**WYBRANY FRAGMENT**
--
Przejdź na główną stronę serwisu
Nie jesteś zalogowany.
podczas wyjazdu z lasu aktywu w III odcinku (gdy Marian siadł za kierownicą i zaczął cofać) krzyknął "MARIUSZ uważaj pniak" chyba że ja źle usłyszałem...
Offline
Ja słyszałem zawsze : "Maniuś uważaj pniak"
http://pl.youtube.com/watch?v=VuYm5HVXQ … re=related
tu to wyraźnie słychać że Maniuś
Ostatnio edytowany przez TAXI 666 (23-02-2008 15:00:56)
Offline
Tak troche na marginesie, ale w tej scenie jedno mnie zawsze zastanawialo. Czemu niby sprawny Zuk nagle stawal sie niesprawny po niezbyt mocnej kolizji, i do tego TYLEM? Przeciez ani nie ugrzazl w ziemi, ani silnik z tego powodu sie nie uszkodzil. Rownie dobrze Manius moglby dalej prowadzic ten pojazd, bez koniecznosci wzywania tego traktora.
--
Zapisane wpisy
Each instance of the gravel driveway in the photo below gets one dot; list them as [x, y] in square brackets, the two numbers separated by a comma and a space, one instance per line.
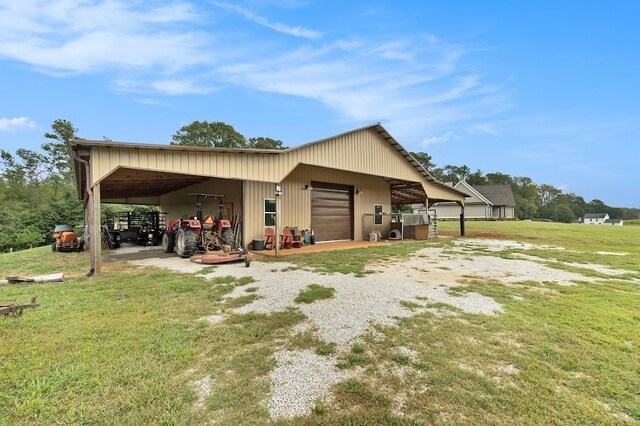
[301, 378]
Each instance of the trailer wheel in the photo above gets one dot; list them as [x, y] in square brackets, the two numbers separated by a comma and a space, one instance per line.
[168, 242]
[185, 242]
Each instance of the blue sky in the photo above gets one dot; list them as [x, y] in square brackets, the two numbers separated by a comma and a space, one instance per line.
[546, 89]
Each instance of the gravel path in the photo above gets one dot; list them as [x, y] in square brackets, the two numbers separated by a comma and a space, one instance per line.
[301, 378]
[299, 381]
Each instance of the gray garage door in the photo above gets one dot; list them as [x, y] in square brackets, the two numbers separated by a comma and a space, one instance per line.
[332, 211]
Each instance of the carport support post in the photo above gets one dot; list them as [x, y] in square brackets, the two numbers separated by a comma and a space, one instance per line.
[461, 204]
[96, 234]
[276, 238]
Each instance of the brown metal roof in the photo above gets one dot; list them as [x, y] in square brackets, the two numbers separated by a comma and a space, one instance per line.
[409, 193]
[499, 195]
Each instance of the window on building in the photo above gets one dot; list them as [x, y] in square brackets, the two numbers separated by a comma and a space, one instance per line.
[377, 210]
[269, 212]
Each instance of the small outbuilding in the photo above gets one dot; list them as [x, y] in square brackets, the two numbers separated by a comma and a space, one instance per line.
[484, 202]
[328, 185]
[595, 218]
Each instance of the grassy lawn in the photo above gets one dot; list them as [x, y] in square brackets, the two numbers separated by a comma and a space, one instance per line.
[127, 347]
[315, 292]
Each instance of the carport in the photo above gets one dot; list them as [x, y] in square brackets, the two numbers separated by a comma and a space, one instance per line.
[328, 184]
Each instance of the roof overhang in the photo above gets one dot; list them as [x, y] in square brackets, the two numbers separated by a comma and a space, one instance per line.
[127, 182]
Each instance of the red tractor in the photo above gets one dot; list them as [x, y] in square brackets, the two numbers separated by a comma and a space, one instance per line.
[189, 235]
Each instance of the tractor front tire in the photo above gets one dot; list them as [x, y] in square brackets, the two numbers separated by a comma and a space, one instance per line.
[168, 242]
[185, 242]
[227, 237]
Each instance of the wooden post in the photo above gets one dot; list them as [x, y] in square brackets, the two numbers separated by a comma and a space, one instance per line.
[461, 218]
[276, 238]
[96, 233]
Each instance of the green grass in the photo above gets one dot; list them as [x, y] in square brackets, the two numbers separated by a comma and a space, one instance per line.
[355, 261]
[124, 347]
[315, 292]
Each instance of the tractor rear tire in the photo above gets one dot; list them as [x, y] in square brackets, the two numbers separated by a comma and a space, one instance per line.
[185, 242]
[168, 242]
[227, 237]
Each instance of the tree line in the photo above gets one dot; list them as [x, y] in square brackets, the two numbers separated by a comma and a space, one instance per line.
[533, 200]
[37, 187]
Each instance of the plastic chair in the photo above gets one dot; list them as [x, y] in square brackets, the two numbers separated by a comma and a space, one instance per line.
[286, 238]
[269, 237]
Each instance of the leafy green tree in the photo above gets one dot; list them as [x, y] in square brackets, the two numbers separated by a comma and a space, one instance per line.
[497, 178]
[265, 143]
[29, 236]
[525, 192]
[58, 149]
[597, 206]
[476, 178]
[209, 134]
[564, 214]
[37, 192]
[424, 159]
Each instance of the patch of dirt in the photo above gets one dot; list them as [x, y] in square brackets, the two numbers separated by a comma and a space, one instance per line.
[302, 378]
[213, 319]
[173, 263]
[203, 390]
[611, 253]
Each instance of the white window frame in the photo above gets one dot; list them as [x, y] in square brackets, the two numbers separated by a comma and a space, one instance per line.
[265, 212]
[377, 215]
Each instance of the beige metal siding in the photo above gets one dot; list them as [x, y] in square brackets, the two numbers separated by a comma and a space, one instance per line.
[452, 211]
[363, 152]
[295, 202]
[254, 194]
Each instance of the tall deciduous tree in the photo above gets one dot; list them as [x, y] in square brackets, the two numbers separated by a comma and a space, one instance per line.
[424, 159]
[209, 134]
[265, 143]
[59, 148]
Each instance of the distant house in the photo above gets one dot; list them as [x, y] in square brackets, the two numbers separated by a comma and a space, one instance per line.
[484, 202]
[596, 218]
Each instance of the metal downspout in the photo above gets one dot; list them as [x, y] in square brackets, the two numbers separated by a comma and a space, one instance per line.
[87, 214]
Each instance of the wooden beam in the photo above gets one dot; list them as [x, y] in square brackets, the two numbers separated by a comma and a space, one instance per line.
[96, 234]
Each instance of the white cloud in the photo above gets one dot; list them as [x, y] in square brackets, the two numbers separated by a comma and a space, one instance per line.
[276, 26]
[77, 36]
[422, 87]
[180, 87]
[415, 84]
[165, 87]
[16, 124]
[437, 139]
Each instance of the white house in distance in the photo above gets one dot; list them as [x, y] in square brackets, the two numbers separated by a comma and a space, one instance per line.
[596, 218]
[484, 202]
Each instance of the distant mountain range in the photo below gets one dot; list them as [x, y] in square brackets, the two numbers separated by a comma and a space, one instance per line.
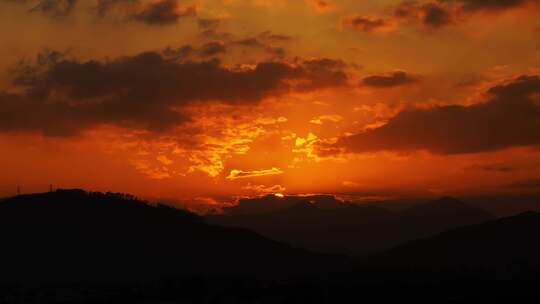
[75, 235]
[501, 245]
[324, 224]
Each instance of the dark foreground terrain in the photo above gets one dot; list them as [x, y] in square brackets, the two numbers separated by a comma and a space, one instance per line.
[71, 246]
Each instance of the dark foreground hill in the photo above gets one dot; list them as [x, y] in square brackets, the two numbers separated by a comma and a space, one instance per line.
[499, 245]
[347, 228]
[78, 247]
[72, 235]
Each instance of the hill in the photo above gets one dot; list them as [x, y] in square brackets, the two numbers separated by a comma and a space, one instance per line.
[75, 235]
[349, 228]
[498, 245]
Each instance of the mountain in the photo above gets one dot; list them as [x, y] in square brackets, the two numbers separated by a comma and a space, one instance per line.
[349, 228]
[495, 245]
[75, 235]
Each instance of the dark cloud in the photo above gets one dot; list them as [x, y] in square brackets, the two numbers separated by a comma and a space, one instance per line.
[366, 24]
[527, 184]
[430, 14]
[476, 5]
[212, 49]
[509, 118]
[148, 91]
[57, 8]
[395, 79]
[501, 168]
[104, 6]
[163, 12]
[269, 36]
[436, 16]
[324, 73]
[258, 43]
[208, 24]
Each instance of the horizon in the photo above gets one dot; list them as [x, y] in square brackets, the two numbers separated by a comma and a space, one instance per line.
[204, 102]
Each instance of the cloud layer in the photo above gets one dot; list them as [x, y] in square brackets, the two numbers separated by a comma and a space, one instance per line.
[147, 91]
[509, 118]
--
**DO ZROBIENIA**
1. Odpowiedz krótko na pytania do fragmentu:
(a) W którym odcinku jest scena wyjazdu z lasu?
(b) Jakie imię w okrzyku jest według fragmentu wyraźnie słychać w nagraniu?
(c) O jaki pojazd chodzi w ostatniej części fragmentu?
2. Czy te zdania zgadzają się z fragmentem? Przy każdym napisz tak lub nie i przytocz rozstrzygające słowa fragmentu.
(a) Za kierownicą usiadł Marian.
(b) Kolizja była bardzo mocna.
(c) W kolizji uszkodził się silnik.
3. Streść fragment w dwóch zdaniach.
Wpisy nie mają tu żadnego znaczenia.

**ODPOWIEDZI**
1.
(a) W III odcinku.
(b) Maniuś.
(c) O Żuka.

2.
(a) Tak: „gdy Marian siadł za kierownicą i zaczął cofać”.
(b) Nie: „po niezbyt mocnej kolizji”.
(c) Nie: „ani silnik z tego powodu sie nie uszkodzil”.

3. Fragment dotyczy sceny z III odcinka, w której przy cofaniu pada okrzyk o pniaku, a piszący zastanawiają się, czy słychać w nim „Mariusz”, czy „Maniuś”. Jeden z nich pyta też, czemu sprawny Żuk po niezbyt mocnej kolizji tyłem stał się niesprawny, skoro ani nie ugrzązł, ani nie uszkodził silnika.